→ **What is being asked**
The data below must be copied in full and without any change.
+-------+
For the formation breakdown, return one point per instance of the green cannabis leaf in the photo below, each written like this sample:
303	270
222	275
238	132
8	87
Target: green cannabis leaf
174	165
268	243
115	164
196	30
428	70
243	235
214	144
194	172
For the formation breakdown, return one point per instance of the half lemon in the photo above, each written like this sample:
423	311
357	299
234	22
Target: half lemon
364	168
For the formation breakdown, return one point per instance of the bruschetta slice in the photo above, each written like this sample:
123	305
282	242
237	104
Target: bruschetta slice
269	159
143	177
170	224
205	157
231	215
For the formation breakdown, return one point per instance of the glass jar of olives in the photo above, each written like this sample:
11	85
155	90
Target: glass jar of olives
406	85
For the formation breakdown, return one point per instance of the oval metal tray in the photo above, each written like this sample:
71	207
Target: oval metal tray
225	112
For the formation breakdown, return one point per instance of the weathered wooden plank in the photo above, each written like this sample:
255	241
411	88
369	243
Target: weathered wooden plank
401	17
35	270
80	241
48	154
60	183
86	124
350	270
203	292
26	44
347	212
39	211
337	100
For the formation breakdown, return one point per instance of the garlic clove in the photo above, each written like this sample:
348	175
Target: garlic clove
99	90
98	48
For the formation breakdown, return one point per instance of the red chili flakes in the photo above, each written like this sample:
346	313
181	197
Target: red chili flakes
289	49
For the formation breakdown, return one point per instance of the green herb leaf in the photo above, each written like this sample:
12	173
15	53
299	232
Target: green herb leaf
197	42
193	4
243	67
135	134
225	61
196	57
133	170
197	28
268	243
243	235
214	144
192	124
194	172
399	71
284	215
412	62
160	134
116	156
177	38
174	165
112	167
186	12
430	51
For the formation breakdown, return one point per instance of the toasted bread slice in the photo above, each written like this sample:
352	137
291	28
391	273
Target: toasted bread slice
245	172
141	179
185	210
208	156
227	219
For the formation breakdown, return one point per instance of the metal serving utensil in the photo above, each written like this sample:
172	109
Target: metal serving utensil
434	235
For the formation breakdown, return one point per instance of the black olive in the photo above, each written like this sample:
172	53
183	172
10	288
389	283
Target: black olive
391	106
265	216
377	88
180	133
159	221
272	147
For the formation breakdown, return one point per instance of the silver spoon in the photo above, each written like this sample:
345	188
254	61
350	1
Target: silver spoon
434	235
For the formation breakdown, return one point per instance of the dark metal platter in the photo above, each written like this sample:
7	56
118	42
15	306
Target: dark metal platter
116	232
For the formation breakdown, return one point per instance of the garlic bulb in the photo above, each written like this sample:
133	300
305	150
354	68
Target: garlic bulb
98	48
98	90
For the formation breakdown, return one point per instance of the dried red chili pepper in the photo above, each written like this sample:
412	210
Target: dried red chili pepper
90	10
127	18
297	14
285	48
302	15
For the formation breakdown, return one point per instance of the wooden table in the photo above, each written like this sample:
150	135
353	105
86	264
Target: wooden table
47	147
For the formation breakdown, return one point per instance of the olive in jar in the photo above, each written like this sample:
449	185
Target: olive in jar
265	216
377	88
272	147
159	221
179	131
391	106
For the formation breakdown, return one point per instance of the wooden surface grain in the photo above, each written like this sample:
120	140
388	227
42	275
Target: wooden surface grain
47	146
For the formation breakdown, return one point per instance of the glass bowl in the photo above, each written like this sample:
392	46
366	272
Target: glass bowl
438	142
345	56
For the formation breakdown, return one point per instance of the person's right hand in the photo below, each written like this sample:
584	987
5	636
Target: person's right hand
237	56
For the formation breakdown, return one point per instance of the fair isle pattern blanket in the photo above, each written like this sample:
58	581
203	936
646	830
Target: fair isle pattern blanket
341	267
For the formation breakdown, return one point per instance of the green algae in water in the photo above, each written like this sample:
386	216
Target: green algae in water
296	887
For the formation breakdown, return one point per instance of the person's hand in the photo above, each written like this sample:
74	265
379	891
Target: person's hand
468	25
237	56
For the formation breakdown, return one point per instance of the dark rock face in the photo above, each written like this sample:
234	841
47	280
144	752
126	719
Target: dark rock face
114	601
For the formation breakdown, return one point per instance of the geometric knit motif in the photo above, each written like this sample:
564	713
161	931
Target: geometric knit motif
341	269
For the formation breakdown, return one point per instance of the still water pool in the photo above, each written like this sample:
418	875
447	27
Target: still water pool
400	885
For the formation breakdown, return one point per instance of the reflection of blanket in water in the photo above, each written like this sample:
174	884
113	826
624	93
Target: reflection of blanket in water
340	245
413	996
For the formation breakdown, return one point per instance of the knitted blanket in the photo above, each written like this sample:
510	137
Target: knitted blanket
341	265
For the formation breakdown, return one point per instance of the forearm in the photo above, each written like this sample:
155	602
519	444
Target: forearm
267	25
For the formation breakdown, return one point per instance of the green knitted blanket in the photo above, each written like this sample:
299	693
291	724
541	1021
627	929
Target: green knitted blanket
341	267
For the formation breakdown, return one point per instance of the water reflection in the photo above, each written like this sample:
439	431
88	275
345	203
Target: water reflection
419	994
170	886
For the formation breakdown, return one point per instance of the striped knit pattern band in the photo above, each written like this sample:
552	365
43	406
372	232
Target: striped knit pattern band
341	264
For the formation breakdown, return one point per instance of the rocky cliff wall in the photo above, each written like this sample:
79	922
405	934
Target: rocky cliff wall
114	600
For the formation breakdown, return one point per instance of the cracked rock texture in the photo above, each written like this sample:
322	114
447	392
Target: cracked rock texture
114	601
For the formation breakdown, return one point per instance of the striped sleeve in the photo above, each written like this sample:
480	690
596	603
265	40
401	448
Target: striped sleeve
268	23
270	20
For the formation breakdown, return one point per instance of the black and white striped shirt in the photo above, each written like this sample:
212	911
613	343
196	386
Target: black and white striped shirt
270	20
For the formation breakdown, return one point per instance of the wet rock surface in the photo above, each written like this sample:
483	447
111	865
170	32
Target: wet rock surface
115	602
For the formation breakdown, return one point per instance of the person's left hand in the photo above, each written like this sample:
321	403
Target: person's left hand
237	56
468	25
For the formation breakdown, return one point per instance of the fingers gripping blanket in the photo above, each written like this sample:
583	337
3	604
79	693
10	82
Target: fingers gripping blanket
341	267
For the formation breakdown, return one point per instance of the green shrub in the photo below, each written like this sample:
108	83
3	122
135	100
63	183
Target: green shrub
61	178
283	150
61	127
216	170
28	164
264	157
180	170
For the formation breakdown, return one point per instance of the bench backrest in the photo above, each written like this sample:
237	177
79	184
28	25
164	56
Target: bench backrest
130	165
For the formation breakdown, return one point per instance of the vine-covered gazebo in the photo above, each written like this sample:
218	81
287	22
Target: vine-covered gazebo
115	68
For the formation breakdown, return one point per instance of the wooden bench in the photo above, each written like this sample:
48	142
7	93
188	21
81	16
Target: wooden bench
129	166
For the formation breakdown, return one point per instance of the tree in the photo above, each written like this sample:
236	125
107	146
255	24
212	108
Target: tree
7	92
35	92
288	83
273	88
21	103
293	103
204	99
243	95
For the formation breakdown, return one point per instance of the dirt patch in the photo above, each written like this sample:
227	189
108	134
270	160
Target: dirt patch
+-------+
→ **Response for this exercise**
For the formation breakdown, return one point per instance of the green cannabis leaf in the photo below, each written like this sample:
303	270
222	275
238	132
8	87
Target: green cannabis leaf
174	165
268	243
115	164
196	30
428	70
243	235
214	144
194	172
For the formation breakdown, return one point per instance of the half lemon in the photo above, each written like this sample:
423	311
357	299
234	22
Target: half lemon
364	168
For the formation breakdown, return one point per instance of the bruschetta slice in the photo above, each written like this sample:
123	305
282	242
237	104
Target: bruschetta slice
269	159
143	177
170	224
205	157
231	215
For the formation breakdown, return one point per instance of the glass jar of olives in the photo above, each written like this sample:
11	85
155	90
Target: glass jar of olives
406	85
For the formation breakdown, return one point per instance of the oval metal tray in the photo above, each written like this sample:
71	207
Target: oval metal tray
225	112
For the formation breakdown, return one point per instance of the weathered wooden plank in the photo above, each written like this sample:
255	241
411	88
369	243
Target: weathered wooden plank
401	17
35	270
80	241
48	154
60	183
86	124
350	270
203	292
26	44
347	212
39	211
337	100
For the formation breakdown, return one point per instance of the garlic clove in the photo above, each written like this sample:
348	175
Target: garlic clove
99	90
98	48
For the formation breakdown, return one point per instance of the red chili flakes in the photo above, each written like this sample:
346	313
181	197
Target: red chili flakes
289	49
For the formation breakdown, return one point per instance of the green herb leaf in the photo above, each written like this sample:
12	173
15	53
299	232
Target: green herb leaf
197	42
193	4
243	67
135	134
225	61
196	57
133	170
197	28
268	243
243	235
214	144
192	124
194	172
399	71
284	215
412	62
160	134
116	156
177	38
174	165
112	167
186	12
430	51
For the formation breakdown, return one point per instance of the toasted bread slice in the photo above, each written like this sample:
352	137
291	28
391	273
Target: toasted bread slice
245	172
141	179
185	210
208	156
227	219
For the formation breakdown, return one point per instance of the metal serving utensil in the photo above, each written like this sample:
172	109
Target: metal serving utensil
434	235
For the formation breakdown, return one point per instance of the black olive in the photo above, each written like this sample:
172	53
183	172
10	288
389	283
Target: black olive
391	106
265	216
377	88
180	133
159	221
272	147
For the formation breakdown, return one point per instance of the silver spoon in the photo above, each written like this sample:
345	188
254	61
350	1
Target: silver spoon
434	235
For the formation breakdown, return one point per instance of the dark metal platter in the photo above, each written like this sample:
7	56
118	42
15	306
Target: dark metal platter
116	232
For the formation breakdown, return one point per instance of the garlic bulb in the photo above, each written like this sample:
133	300
305	150
354	68
Target: garlic bulb
98	48
98	90
For the formation breakdown, return one point per instance of the dried red chili pepper in the photo above, each written like this sample:
412	210
Target: dried red chili pepper
90	10
127	18
297	14
285	48
302	15
For the formation breakdown, return one point per instance of the wooden table in the photo above, each written like this sample:
150	135
353	105
86	264
Target: wooden table
47	147
For the formation breakdown, return one point per instance of the olive in jar in the photo above, each written like this sample:
449	185
Target: olive in jar
265	216
377	88
272	147
159	221
179	131
391	106
For the formation breakdown, return one point per instance of the wooden surface grain in the photo above, each written like this sample:
120	140
388	227
42	275
Target: wooden surface grain
47	146
For the formation breakdown, return one point per instance of the glass bowl in the photo above, each written like this sample:
392	46
366	272
Target: glass bowl
438	142
345	56
For the formation breakdown, return one point per instance of the person's right hand in the photo below, each written like this sample:
584	987
5	636
Target: person's right hand
237	56
For the formation breakdown, return one point per instance of the fair isle pattern blanket in the photo above, each written like this sample:
58	581
203	936
646	830
Target: fair isle pattern blanket
341	267
For the formation breakdown, return one point per instance of the green algae in water in the photo above, each written like this sample:
386	216
Target: green algae in water
296	887
For the formation breakdown, return one point per instance of the person's hand in the photo above, each written like this sample:
74	265
379	891
Target: person's hand
468	25
237	56
For the formation breakdown, return one point per instance of the dark rock face in the photo above, each written like this sample:
234	841
47	280
144	752
126	719
Target: dark rock face
114	601
For the formation breakdown, return one point per instance of the geometric knit motif in the photo above, each written like this sample:
564	713
161	931
Target: geometric knit motif
341	269
For the formation breakdown, return one point per instance of the still water pool in the photo above, each written like this sample:
418	875
447	27
Target: still water pool
400	885
For the formation breakdown, return one point per instance of the reflection of blanket in water in the photo above, each written like this sample:
174	884
113	826
624	93
Target: reflection of blanket in water
340	245
413	996
For the formation breakdown, return one point per instance of the knitted blanket in the photo above, each written like this sample:
510	137
Target: knitted blanket
341	265
For the formation breakdown, return one point per instance of the forearm in the photo above, each written like this sample:
155	602
519	444
Target: forearm
267	25
For the formation breakdown, return one point per instance of the green knitted blanket in the photo above, each written like this sample:
299	693
291	724
541	1021
627	929
Target: green knitted blanket
341	267
For the formation breakdown, return one point per instance of the water reflection in the photo above, each written like this sample:
439	431
88	275
345	203
Target: water reflection
419	994
170	886
For the formation breakdown, return one point per instance of the striped knit pattern band in the photo above, each written like this sample:
552	365
43	406
372	232
Target: striped knit pattern band
341	264
For the formation breakdown, return one point per instance of the rocky cliff wall in the photo above, each written like this sample:
79	922
405	934
Target: rocky cliff wall
114	600
For the formation breakdown, return one point per instance of the cracked rock texture in the photo above, each written like this sample:
322	114
447	392
Target: cracked rock texture
114	601
For the formation breakdown, return one point per instance of the striped sleeve in the photo above, each written like this sample:
480	690
596	603
265	40
401	448
Target: striped sleeve
268	23
270	20
For the formation breakdown, return one point per instance of the black and white striped shirt in the photo above, each written like this sample:
212	911
613	343
196	386
Target: black and white striped shirt
270	20
For the formation breakdown, return one point per instance of the wet rock surface in the photo above, each written like this sample:
483	447
111	865
170	32
Target: wet rock surface
115	602
For the formation breakdown, return one point per instance of the person's left hand in the photo above, each written like this sample:
321	403
Target: person's left hand
237	56
468	25
For the formation breakdown, return one point per instance of the fingers gripping blanket in the photo above, each written like this sample:
583	337
3	604
79	693
10	82
Target: fingers gripping blanket
341	267
For the formation breakdown, return one point per instance of the green shrub in the photo below, each written like this sample:
108	83
3	122
135	100
63	183
Target: green shrub
61	178
283	150
61	127
216	170
28	164
264	157
180	170
For the formation breakdown, return one point per instance of the bench backrest in the photo above, each written like this sample:
237	177
79	184
28	25
164	56
Target: bench backrest
130	165
For the formation breakdown, return one point per instance of the vine-covered gazebo in the photo above, each written like this sample:
218	81
287	22
Target: vine-covered gazebo
115	68
For the formation breakdown, return one point per instance of the wooden bench in the photo above, each written like this sample:
48	142
7	93
188	21
81	16
Target: wooden bench
129	166
For the formation breakdown, return one point per instance of the tree in the photo above, each written like this sample:
236	125
107	146
255	24
212	108
Target: tree
7	92
35	92
288	83
273	88
21	103
293	103
204	99
243	95
For the formation breakdown, return one point per instance of the dirt patch in the photo above, each written like this sample:
227	189
108	134
270	160
Target: dirt patch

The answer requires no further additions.